▸ **WHAT IS ASKED**
Can you write out the data from the line containing "For the pointing benchmark, tag the ceramic" through the end, swapping "ceramic dish" for "porcelain plate" and leaving everything else unchanged?

Object position labeling entries:
────

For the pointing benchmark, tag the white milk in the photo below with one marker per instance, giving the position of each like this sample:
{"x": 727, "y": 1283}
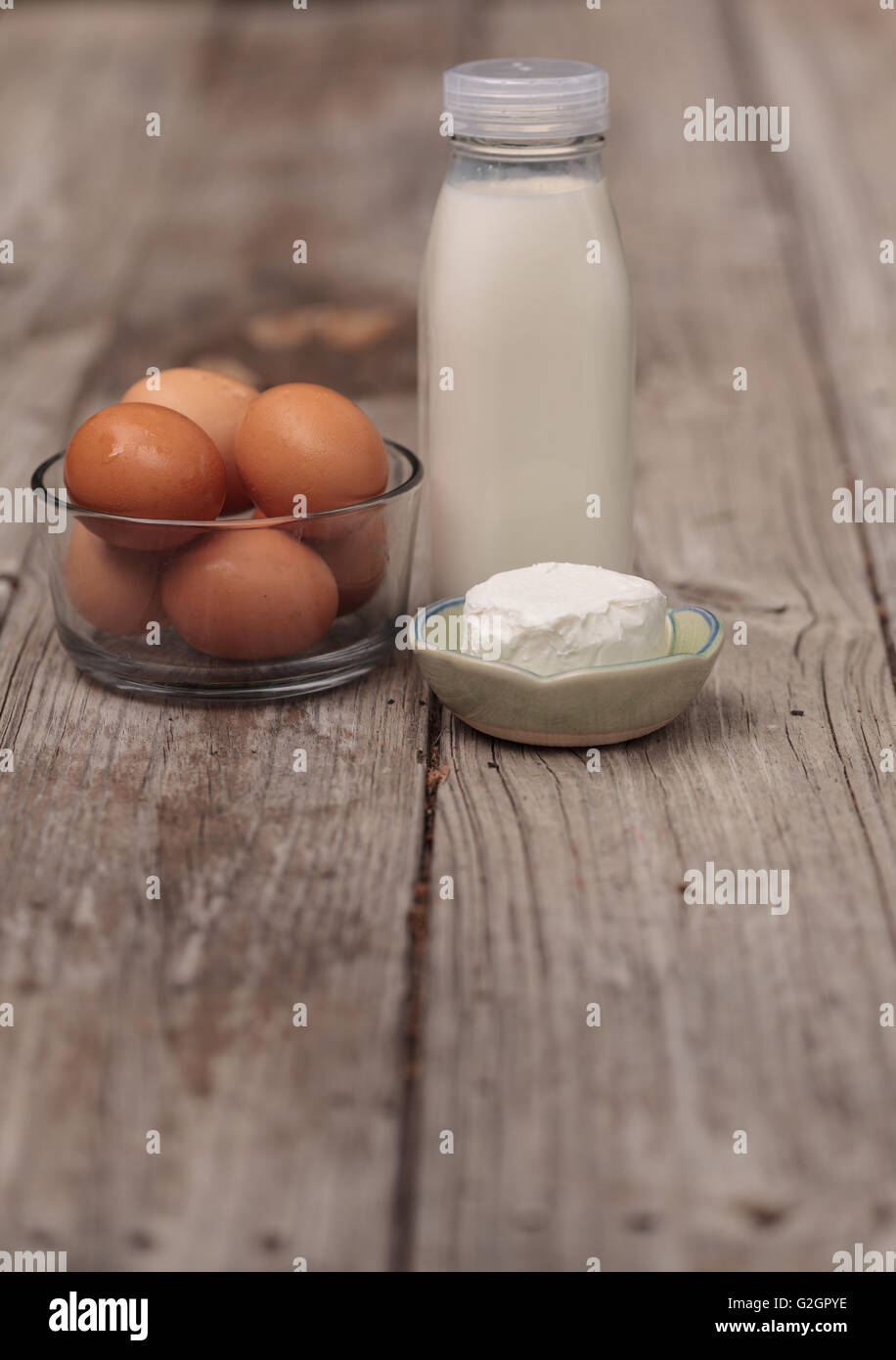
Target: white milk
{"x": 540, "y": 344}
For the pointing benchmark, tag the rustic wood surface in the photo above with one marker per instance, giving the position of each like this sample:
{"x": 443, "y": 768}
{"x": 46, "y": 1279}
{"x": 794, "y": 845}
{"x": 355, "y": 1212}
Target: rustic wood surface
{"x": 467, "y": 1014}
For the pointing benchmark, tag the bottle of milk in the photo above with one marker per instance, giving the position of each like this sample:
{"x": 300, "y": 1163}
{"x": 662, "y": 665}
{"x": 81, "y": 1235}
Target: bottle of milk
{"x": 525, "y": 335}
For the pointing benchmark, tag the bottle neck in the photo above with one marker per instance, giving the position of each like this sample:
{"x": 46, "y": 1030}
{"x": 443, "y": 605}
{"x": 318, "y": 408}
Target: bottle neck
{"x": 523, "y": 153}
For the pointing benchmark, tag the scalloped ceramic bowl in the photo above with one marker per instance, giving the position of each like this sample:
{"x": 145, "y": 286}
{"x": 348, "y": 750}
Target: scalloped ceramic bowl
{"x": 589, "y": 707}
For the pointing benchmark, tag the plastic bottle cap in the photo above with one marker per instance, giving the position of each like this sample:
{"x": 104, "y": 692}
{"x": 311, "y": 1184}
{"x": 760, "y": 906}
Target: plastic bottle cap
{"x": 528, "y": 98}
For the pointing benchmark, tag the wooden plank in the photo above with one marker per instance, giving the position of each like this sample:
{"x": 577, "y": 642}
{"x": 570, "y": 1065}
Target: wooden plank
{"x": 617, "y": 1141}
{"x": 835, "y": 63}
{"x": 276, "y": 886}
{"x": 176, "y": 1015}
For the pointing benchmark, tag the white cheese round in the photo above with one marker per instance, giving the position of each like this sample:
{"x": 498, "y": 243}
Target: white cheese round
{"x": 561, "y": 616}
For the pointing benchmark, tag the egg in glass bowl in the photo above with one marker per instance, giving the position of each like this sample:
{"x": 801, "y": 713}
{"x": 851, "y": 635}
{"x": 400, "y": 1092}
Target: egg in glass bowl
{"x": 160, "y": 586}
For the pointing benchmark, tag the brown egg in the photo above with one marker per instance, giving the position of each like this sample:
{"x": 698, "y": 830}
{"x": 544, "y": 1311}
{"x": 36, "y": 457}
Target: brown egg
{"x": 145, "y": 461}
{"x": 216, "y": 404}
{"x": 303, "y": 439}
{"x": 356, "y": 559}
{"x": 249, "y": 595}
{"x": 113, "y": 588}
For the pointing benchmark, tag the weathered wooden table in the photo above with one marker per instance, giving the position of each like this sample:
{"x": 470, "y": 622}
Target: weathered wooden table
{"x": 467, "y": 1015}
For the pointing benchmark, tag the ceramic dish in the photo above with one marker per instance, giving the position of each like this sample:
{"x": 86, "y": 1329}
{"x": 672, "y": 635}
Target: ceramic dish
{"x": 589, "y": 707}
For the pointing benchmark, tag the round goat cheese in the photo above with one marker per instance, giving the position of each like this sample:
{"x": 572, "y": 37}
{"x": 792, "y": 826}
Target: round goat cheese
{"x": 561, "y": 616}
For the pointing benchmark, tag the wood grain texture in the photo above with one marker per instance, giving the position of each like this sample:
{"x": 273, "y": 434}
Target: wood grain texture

────

▸ **RESULT**
For the pointing benchmark, tag the porcelain plate in the photo above with one marker per instance, giving the position of each like this sample:
{"x": 86, "y": 1329}
{"x": 672, "y": 635}
Target: porcelain plate
{"x": 589, "y": 707}
For the pointing benchmark, tag the round goat cheese in the photo above with one marker per instance, giving the position of each like this sample:
{"x": 572, "y": 37}
{"x": 792, "y": 826}
Target: round goat cheese
{"x": 561, "y": 616}
For the pointing benchmark, tag the wood grain texture in the photo above with one marker per instance, giving the position of each like this sample:
{"x": 273, "y": 434}
Target: wood grain texture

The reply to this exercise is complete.